Copy the lines below word for word, leaving out the pictures.

—————

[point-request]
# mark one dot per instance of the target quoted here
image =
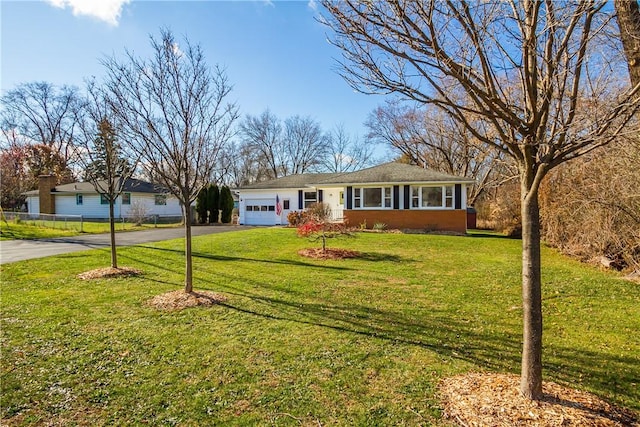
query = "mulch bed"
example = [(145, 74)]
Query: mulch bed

—————

RESULT OF THE TASK:
[point-request]
# mark one dot per instance of the target quoted here
image =
query = "mulch bed"
example = [(145, 74)]
Query: mulch bed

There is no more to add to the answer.